>> Begin Dataset content
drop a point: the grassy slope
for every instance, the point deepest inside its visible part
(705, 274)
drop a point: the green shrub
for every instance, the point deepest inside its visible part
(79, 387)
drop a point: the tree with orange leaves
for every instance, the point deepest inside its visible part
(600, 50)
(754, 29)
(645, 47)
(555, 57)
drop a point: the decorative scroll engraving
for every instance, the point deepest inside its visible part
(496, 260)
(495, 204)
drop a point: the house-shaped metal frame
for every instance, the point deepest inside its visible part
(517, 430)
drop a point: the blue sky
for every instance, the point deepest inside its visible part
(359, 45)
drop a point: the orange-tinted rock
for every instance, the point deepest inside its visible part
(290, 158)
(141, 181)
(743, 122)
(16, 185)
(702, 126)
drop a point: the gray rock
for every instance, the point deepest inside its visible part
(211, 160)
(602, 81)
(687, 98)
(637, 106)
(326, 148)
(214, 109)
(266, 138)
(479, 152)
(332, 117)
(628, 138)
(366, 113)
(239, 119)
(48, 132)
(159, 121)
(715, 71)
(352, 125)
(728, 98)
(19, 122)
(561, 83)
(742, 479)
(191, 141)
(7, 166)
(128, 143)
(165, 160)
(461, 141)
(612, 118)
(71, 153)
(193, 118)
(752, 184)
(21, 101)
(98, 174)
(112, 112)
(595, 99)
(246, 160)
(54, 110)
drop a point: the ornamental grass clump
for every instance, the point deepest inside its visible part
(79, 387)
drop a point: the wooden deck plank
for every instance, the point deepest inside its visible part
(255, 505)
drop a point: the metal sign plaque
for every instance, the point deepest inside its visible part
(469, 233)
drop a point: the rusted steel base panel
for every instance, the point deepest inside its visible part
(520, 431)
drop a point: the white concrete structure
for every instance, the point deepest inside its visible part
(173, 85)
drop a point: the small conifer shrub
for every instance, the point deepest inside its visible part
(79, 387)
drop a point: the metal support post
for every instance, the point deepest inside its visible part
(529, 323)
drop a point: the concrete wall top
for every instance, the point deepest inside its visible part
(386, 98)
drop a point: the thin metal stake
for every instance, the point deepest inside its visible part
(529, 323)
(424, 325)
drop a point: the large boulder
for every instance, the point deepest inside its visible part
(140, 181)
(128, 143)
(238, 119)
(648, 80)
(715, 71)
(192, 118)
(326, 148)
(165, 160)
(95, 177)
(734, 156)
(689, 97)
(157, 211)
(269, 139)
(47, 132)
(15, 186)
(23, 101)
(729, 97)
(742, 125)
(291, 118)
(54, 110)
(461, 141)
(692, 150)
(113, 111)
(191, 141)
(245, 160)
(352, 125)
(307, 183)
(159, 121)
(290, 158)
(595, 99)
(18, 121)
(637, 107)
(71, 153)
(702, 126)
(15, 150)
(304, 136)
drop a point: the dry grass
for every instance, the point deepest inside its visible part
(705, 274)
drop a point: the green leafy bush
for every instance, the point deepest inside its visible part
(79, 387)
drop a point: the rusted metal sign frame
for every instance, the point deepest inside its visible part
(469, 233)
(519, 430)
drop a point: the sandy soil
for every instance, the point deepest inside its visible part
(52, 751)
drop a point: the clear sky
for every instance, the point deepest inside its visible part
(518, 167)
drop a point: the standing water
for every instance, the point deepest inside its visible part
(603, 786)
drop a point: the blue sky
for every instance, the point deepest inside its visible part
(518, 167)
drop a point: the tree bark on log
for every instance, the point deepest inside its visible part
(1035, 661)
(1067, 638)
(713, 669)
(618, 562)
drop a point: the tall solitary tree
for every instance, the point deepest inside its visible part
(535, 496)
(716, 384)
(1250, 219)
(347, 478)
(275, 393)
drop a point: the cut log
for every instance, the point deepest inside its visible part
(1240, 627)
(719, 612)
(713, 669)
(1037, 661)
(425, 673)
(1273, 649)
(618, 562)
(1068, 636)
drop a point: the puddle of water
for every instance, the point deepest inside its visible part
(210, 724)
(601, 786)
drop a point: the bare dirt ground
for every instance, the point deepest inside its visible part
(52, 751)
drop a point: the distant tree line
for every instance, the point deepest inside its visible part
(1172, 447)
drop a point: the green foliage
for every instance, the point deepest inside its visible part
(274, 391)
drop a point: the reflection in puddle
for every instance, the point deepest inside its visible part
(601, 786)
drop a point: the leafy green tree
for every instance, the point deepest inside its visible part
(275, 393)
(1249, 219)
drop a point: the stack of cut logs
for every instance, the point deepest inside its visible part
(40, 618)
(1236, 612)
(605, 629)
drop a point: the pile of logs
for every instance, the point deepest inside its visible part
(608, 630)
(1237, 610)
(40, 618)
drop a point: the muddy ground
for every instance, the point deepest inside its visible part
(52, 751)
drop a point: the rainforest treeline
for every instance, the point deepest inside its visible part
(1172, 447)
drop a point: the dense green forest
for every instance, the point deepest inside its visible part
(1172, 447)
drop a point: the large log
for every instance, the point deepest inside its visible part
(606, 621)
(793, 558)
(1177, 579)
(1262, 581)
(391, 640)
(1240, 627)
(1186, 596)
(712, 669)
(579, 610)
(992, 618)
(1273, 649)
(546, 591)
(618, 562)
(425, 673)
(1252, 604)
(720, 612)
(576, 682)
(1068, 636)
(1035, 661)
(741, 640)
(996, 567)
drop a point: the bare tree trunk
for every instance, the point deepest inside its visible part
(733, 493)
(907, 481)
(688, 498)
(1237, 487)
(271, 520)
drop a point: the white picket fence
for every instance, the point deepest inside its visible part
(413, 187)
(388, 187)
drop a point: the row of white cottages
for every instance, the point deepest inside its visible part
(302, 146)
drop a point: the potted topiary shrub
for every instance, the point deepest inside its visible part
>> End Dataset content
• **What you will do**
Restate word for word the lines from the one holding "drop a point: the bare tree trunk" to the end of the listing, both ends included, and nothing more.

• **Exercise solution**
drop a point: the bare tree trunk
for every instance, the point deepest inside its visible part
(733, 493)
(907, 481)
(688, 498)
(1237, 487)
(271, 520)
drop a point: the white picket fence
for every instance, the point deepest inside its visible part
(413, 187)
(388, 187)
drop a point: the row of white cottages
for every instance, the point deepest inside its visible part
(302, 146)
drop a point: the potted topiary shrub
for every instance, the point deepest inside its visible part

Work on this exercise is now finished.